> _Required action_:
After dropping the pictures, give again exactly the lines of the data from its first line through the line with "Query: baked pastry", which is included as well.

Referring expression pointing data:
▬▬▬▬▬▬
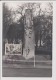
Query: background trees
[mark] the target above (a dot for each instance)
(42, 22)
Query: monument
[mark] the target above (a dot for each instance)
(29, 40)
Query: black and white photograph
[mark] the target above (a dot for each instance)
(27, 29)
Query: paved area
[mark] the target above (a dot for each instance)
(12, 72)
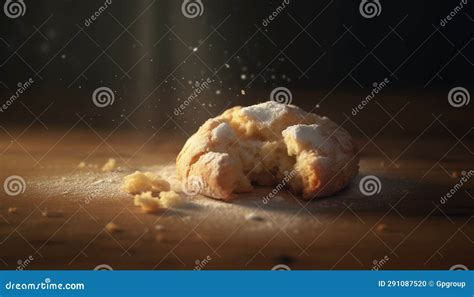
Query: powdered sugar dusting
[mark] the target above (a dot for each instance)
(265, 113)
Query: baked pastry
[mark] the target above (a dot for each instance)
(269, 144)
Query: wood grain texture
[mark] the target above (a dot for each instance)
(61, 215)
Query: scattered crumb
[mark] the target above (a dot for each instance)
(253, 217)
(49, 214)
(381, 228)
(83, 165)
(147, 202)
(140, 182)
(170, 199)
(112, 228)
(98, 182)
(159, 227)
(160, 237)
(110, 165)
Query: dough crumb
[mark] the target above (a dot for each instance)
(159, 227)
(160, 237)
(110, 165)
(140, 182)
(147, 202)
(253, 217)
(48, 214)
(113, 228)
(171, 199)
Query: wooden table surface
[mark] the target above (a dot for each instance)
(60, 218)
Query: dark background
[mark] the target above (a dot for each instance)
(143, 51)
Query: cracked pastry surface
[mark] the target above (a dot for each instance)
(264, 144)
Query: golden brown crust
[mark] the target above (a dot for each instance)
(266, 144)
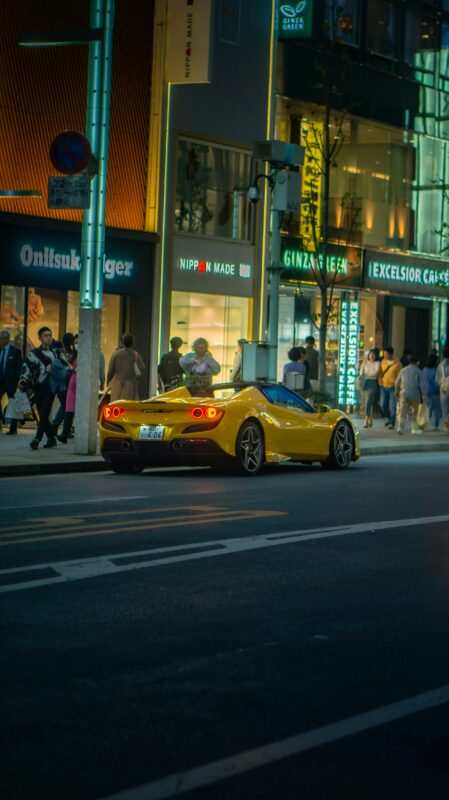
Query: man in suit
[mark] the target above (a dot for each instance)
(10, 365)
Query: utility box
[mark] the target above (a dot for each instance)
(287, 192)
(255, 361)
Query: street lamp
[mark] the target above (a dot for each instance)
(99, 39)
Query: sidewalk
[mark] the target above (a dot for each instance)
(16, 458)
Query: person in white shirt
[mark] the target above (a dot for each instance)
(442, 380)
(368, 381)
(411, 389)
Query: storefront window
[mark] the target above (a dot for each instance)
(110, 321)
(220, 319)
(381, 28)
(211, 191)
(12, 313)
(421, 43)
(342, 21)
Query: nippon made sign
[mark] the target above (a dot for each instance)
(212, 267)
(348, 352)
(411, 275)
(298, 263)
(295, 21)
(189, 41)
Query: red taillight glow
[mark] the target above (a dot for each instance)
(112, 412)
(205, 411)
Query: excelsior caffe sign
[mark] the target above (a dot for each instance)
(401, 274)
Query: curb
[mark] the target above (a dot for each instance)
(67, 467)
(60, 468)
(406, 448)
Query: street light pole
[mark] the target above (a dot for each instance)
(93, 229)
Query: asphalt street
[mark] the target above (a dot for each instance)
(184, 634)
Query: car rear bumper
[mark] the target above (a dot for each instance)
(177, 452)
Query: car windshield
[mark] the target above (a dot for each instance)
(281, 396)
(278, 394)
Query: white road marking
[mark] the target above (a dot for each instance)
(81, 569)
(76, 502)
(177, 784)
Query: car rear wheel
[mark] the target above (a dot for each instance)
(249, 449)
(126, 469)
(341, 451)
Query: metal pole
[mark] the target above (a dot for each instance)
(275, 269)
(93, 231)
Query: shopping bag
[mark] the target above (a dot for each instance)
(11, 411)
(22, 404)
(103, 399)
(422, 417)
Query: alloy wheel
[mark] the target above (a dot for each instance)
(250, 449)
(343, 445)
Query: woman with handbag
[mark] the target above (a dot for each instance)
(368, 383)
(125, 369)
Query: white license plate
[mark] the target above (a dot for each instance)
(151, 432)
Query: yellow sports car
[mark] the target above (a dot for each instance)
(238, 427)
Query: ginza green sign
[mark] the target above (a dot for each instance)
(296, 20)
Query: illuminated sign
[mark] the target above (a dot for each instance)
(296, 20)
(406, 273)
(343, 264)
(348, 353)
(216, 267)
(202, 265)
(49, 258)
(302, 260)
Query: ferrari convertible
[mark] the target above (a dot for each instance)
(237, 427)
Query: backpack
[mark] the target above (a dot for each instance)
(444, 384)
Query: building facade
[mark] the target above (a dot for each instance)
(380, 68)
(42, 93)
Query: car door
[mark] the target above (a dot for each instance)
(300, 430)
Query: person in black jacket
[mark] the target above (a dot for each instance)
(39, 372)
(169, 371)
(10, 366)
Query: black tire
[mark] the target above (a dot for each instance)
(126, 469)
(341, 449)
(249, 449)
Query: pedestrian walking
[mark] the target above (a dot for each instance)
(70, 402)
(411, 389)
(297, 366)
(68, 345)
(200, 366)
(169, 371)
(41, 372)
(236, 371)
(433, 391)
(390, 368)
(125, 368)
(442, 381)
(312, 360)
(368, 383)
(10, 366)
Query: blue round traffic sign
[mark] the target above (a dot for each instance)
(70, 152)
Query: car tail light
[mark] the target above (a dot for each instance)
(113, 412)
(206, 412)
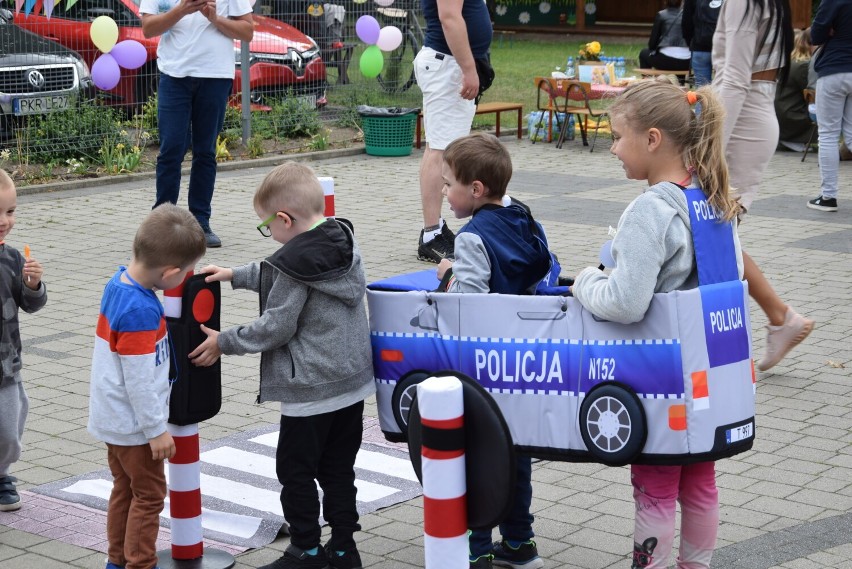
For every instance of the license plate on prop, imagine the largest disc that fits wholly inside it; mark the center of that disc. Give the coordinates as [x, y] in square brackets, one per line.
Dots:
[40, 105]
[308, 100]
[740, 433]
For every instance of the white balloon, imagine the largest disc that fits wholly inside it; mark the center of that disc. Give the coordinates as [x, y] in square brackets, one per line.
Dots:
[389, 38]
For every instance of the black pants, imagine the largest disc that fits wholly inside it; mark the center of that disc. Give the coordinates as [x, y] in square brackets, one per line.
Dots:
[321, 448]
[657, 60]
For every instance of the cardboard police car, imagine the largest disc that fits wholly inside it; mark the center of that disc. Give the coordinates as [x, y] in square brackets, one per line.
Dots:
[675, 388]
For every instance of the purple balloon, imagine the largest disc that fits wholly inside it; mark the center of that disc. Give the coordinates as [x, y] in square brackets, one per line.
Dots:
[105, 72]
[129, 54]
[367, 28]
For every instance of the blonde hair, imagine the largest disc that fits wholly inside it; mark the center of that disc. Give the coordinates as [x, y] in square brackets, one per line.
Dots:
[801, 46]
[169, 237]
[291, 186]
[480, 156]
[6, 182]
[661, 105]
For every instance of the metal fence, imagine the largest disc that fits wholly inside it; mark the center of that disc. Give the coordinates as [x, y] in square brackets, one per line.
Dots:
[298, 77]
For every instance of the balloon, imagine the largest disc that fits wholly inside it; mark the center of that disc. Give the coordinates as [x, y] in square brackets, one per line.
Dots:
[372, 61]
[367, 28]
[104, 33]
[389, 38]
[129, 54]
[105, 72]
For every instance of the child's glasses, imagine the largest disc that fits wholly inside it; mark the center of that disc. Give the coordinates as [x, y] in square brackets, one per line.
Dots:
[263, 227]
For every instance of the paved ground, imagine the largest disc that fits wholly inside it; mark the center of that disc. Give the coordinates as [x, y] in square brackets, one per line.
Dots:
[787, 503]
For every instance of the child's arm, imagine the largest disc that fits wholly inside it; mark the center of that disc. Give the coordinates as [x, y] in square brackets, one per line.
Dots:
[33, 293]
[472, 267]
[273, 329]
[215, 273]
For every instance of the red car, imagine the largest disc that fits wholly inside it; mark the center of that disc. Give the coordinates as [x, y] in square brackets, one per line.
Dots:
[282, 59]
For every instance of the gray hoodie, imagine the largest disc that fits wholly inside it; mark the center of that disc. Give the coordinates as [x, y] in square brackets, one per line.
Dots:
[312, 332]
[653, 252]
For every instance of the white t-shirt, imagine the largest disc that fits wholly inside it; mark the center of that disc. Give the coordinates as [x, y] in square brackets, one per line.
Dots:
[193, 47]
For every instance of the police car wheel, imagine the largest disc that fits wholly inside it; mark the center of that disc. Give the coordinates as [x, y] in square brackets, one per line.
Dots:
[612, 424]
[403, 396]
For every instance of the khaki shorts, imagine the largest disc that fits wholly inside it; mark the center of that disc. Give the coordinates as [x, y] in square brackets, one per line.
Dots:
[446, 115]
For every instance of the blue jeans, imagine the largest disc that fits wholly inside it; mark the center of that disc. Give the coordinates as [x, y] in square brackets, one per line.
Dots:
[190, 114]
[702, 67]
[518, 524]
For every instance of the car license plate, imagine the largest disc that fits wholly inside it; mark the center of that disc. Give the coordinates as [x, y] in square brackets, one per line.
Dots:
[308, 100]
[740, 433]
[39, 105]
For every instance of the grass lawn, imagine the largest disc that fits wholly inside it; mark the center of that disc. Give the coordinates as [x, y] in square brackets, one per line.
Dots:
[516, 65]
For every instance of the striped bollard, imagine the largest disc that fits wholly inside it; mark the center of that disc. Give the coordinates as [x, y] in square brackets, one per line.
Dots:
[187, 550]
[327, 184]
[441, 405]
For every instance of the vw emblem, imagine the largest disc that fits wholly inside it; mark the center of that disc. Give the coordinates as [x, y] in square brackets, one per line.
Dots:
[35, 78]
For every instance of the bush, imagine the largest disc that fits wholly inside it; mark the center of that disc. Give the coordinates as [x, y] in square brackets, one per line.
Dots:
[69, 134]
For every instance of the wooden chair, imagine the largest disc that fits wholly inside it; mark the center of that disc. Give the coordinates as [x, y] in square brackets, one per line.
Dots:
[555, 94]
[578, 97]
[810, 97]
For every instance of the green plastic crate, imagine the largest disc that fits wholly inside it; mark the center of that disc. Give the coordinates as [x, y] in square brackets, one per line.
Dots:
[389, 136]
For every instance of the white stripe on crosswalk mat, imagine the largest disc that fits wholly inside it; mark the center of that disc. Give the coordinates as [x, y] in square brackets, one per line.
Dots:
[252, 463]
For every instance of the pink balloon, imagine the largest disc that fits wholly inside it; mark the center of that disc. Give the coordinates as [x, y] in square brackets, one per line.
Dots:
[129, 54]
[105, 72]
[367, 28]
[389, 38]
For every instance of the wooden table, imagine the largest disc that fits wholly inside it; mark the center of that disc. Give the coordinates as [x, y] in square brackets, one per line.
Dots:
[482, 109]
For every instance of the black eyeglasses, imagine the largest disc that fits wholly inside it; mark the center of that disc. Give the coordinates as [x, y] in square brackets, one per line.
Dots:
[263, 227]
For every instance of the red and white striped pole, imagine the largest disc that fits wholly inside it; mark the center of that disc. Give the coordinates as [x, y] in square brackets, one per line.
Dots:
[327, 184]
[184, 467]
[187, 549]
[441, 406]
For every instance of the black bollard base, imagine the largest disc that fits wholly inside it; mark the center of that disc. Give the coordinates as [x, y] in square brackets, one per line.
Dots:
[212, 559]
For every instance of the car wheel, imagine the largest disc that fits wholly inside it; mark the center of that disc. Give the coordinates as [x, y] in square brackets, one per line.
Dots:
[403, 396]
[612, 424]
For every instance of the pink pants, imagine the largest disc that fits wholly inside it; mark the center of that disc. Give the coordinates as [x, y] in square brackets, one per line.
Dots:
[655, 490]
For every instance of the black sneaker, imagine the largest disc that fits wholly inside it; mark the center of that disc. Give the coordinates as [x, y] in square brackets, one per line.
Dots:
[481, 562]
[350, 559]
[9, 498]
[295, 558]
[823, 204]
[525, 556]
[441, 247]
[213, 240]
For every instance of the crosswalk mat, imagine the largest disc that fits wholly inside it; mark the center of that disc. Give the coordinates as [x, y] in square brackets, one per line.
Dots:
[240, 490]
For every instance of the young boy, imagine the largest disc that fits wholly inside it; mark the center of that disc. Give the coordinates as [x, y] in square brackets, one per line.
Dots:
[500, 250]
[20, 288]
[316, 360]
[128, 401]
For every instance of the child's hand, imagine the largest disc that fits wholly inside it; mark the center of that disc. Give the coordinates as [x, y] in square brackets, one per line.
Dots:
[208, 351]
[162, 447]
[32, 274]
[215, 273]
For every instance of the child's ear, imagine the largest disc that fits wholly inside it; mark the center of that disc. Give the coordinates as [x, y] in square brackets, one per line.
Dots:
[655, 138]
[479, 189]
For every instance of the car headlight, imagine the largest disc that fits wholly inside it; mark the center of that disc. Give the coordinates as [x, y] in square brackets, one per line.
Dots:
[83, 72]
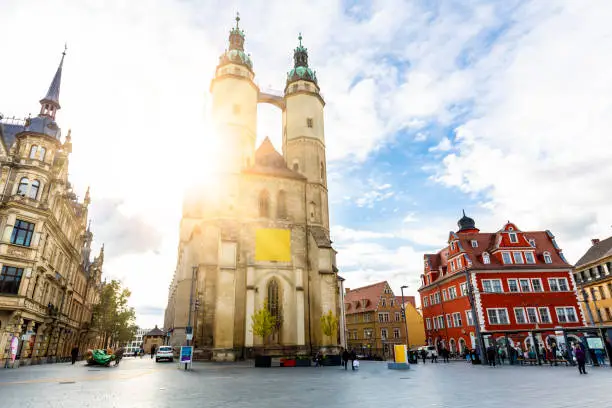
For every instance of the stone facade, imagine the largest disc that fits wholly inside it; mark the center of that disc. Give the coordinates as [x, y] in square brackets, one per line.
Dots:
[48, 285]
[255, 191]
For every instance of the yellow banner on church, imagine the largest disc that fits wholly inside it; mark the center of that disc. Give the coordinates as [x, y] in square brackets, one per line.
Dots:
[273, 244]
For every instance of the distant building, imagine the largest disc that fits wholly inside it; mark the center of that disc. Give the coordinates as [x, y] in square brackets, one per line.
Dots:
[507, 282]
[374, 323]
[593, 273]
[136, 343]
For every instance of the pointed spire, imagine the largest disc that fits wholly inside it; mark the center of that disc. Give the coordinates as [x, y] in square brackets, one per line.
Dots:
[50, 103]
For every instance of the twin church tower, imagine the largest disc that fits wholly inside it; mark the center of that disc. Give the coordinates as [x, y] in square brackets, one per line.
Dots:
[259, 236]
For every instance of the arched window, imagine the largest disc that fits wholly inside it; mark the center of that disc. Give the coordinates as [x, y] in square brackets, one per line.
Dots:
[273, 299]
[24, 185]
[281, 205]
[264, 204]
[33, 193]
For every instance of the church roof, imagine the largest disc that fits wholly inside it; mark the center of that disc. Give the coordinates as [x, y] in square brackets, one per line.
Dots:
[269, 162]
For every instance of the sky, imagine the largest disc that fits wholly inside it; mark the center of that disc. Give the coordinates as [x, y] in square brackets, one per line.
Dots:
[502, 108]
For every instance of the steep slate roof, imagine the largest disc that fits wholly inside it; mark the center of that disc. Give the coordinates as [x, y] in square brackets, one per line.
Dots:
[269, 162]
[370, 293]
[155, 332]
[602, 249]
▬▬▬▬▬▬
> _Answer to this exercise_:
Query: background trees
[mark] the target above (a dot for each instance)
(42, 22)
Query: monument
[mark] the target above (a dot for each instance)
(29, 40)
Query: black and white photograph
[mark] the target above (a dot for each instance)
(27, 29)
Query: paved area
[mark] the target above (a dot for each instance)
(12, 72)
Query: powdered sugar dusting
[mark] the target above (a dot for each instance)
(265, 113)
Query: baked pastry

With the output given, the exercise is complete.